Il risultato lo conosciamo tutti. Il multitasking, per esempio, ci costringe a fare tante cose contemporaneamente per rispondere ai continui stimoli, al carico di lavoro che cresce in continuazione, e ciò nonostante il fatto che l’accelerazione tecnologica dovrebbe metterci a disposizione più tempo (per esempio, per andare da Napoli a Roma fino a qualche anno fa ci volevano due ore e mezza; oggi ci si riesce in un’ora, e si guadagna un’ora e mezza. Ma a nessuno sembra davvero di aver guadagnato tempo da vivere). Cosa sta succedendo? Succede che ci sentiamo sempre meno in grado di controllare il nostro tempo e il nostro posto nel mondo. Da qui la crescita dei casi di depressione e di sindrome da burnout, l’esaurimento nervoso che colpisce le persone più stressate, a causa dell’accelerazione in cui sono perennemente immersi. Da qui anche il fenomeno dei NEET, i giovani che non riescono a tenersi al passo in una società ultra-competitiva e che decidono di ritirarsi dalla competizione mondiale. Come spiegava già nel 2001 il sociologo Adolfo Fattori (membro del Comitato scientifico dell’IIF) nel suo libro Memorie dal futuro, “con il sopraggiungere della tarda modernità la spinta al futuro si esaurisce, sostituita da un senso di disorientamento e spaesamento che si possono ricondurre agli effetti di quell’accelerazione del mutamento che pare far ‘superare’ il futuro prima ancora che si realizzi, riflettendosi pesantemente anche sul nostro senso di identità: identità sempre più vaghe, infantili, fungibili, virtuali, legate ad un presente senza sviluppo, in spazi sempre più indeterminati”. L’alienazione prodotta dall’accelerazione impedisce al singolo, come alla collettività, di fermarsi a ragionare su quanto sta facendo. Riduce il tempo a un presentismo spinto, estremo, che cancella qualsiasi pianificazione del futuro come qualsiasi riflessione sul passato. L’accelerazione, dunque, cancella la stessa memoria. Non stampiamo più foto: le scattiamo, le guardiamo una volta, e basta.

Obiettivi:
A: Traduci in inglese questa frase del testo sull'accelerazione: "L’accelerazione, dunque, cancella la stessa memoria."
B: Mostra ogni riga dei record qui sotto in cui compare la parola "ambulance".

Dati di partenza:

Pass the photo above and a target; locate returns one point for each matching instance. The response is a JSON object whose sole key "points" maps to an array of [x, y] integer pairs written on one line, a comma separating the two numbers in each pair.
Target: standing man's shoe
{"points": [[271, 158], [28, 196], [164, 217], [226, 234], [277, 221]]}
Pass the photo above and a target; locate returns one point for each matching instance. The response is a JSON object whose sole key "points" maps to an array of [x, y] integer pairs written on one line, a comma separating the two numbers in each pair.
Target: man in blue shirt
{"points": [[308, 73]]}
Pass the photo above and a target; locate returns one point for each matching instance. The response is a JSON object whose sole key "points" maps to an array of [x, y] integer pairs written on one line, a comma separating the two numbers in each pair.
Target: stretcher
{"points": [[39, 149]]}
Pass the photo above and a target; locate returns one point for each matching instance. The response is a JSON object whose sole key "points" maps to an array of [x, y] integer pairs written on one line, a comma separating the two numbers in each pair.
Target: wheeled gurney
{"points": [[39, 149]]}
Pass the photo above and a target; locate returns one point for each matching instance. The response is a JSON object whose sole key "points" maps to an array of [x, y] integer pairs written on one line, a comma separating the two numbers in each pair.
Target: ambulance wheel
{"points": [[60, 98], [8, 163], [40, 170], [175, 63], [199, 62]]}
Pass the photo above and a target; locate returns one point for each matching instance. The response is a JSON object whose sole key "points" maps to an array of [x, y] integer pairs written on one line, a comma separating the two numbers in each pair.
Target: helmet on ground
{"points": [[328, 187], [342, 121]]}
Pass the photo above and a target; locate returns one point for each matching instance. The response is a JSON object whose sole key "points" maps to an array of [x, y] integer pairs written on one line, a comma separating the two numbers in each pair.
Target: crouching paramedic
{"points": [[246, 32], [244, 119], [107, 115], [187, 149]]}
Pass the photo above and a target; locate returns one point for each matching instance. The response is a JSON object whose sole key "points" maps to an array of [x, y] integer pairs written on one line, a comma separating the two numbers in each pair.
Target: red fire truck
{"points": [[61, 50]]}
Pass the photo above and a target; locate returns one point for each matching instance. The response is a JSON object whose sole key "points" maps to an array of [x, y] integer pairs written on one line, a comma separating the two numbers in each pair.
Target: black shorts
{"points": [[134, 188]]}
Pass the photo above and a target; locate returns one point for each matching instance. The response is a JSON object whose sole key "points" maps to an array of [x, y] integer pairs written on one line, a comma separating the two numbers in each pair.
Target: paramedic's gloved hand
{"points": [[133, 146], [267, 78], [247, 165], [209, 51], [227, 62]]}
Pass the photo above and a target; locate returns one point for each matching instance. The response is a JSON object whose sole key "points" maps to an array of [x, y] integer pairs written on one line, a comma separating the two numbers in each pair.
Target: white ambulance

Risposte alle consegne:
A: Acceleration, then, erases memory itself.

B:
Target: ambulance wheel
Target: white ambulance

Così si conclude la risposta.